[WRITTEN TASK]
Retype exactly the lines below, starting with the line that contains "Expected behaviour: mark a point on the sandal, one" and ending with the last line; leave out any pictures.
-*-*-
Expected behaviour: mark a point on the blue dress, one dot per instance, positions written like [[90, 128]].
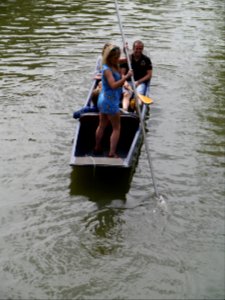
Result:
[[109, 99]]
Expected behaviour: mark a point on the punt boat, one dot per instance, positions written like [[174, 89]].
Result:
[[129, 144]]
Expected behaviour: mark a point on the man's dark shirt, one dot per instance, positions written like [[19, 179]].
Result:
[[139, 67]]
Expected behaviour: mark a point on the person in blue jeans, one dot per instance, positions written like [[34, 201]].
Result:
[[110, 98], [142, 68]]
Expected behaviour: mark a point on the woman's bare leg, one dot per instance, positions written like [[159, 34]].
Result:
[[103, 121], [115, 121]]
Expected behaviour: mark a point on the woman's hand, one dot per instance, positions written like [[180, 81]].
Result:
[[129, 74]]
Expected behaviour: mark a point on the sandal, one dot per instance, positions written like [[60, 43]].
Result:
[[97, 151]]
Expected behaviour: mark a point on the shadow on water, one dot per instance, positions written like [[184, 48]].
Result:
[[101, 185]]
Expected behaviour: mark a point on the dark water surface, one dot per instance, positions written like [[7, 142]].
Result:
[[65, 236]]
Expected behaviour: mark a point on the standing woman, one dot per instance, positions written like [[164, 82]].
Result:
[[109, 98]]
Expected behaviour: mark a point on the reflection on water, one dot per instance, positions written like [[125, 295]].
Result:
[[100, 185]]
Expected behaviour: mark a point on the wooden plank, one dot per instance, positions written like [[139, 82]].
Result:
[[98, 161]]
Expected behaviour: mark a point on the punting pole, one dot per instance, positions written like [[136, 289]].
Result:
[[138, 107]]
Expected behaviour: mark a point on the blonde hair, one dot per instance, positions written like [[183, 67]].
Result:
[[111, 49]]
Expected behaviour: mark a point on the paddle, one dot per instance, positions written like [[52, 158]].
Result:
[[143, 98], [138, 108]]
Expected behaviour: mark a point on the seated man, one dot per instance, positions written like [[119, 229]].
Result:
[[142, 69]]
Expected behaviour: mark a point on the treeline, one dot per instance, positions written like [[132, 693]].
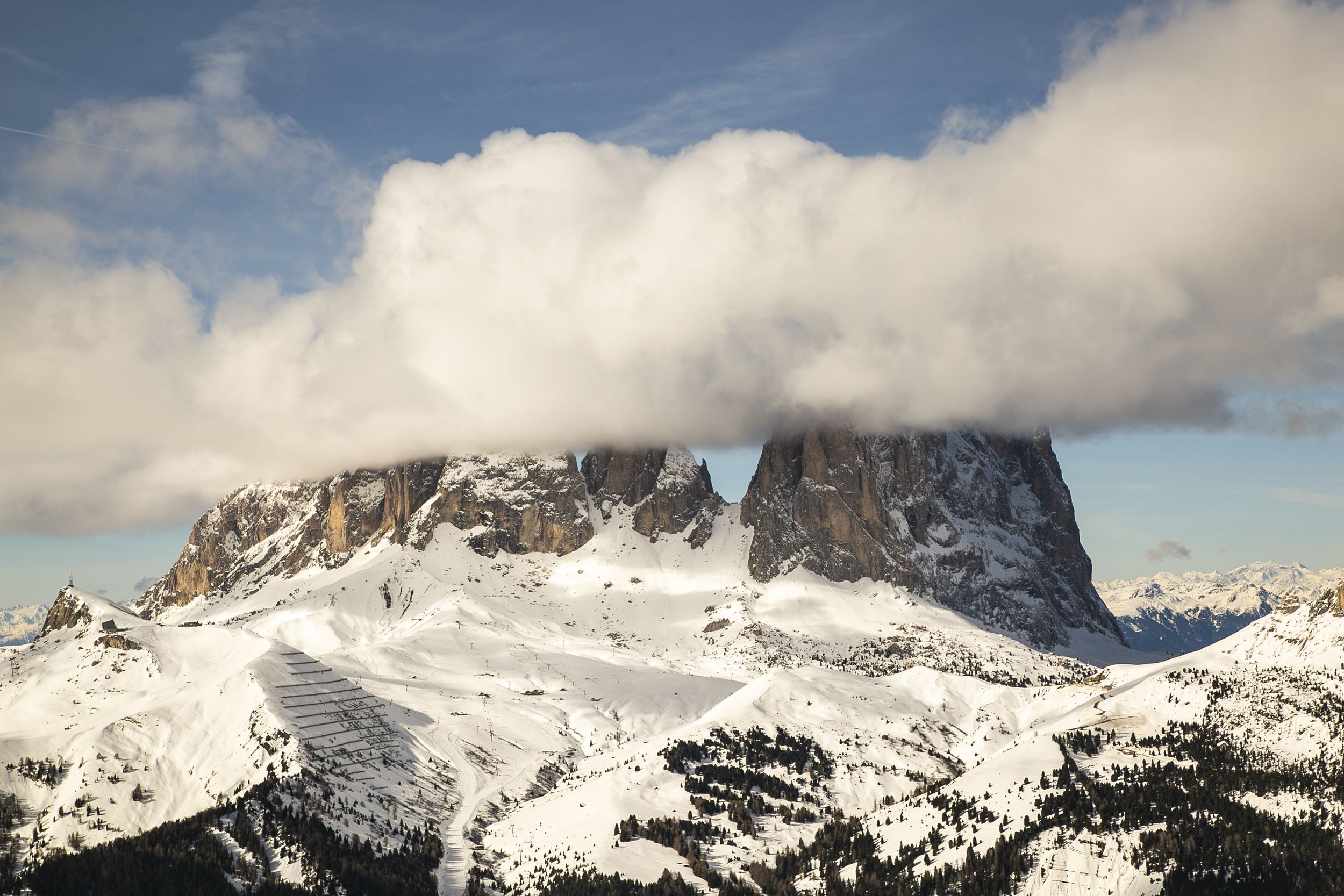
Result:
-*-*-
[RESULT BELOW]
Expected behaviour: mark a point on the sandal, one dot per instance, positions written like [[60, 43]].
Result:
[[97, 151]]
Expected behaviour: mark a point on the shadow on water, one dot per instance, positions written like [[184, 48]].
Result:
[[101, 185]]
Expected behaviour: mark a point on the dark water surface, one dot per instance, positions written like [[7, 142]].
Result:
[[65, 236]]
Expected behaviour: mark a point on the standing woman, one dot per instance, positions written like [[164, 82]].
Result:
[[109, 98]]
Expected behaviour: mark a point on the reflection on water, one dot per instance, positions written like [[125, 295]].
Result:
[[100, 185]]
Expected behaviour: mark a point on the wooden plank, one dot per instance, positions written like [[139, 82]].
Result:
[[98, 161]]
Expected behaviour: mark a point on the punting pole, one dot per instance, positions written like [[136, 289]].
Result:
[[138, 107]]
Expected behaviour: mark a point on the blonde hair, one dot per instance, positions written like [[183, 67]].
Result:
[[111, 49]]
Expected behaviour: mark a point on the paddle, one dot per instance, positions written like [[52, 158]].
Result:
[[143, 98], [138, 108]]
Expected behaviour: mark a point on the seated man, one dot per instance, positions written like [[119, 229]].
Result:
[[142, 69]]
Expected behaviour: mark a point on the treeline, one dot per instance, positions written like [[132, 693]].
Result:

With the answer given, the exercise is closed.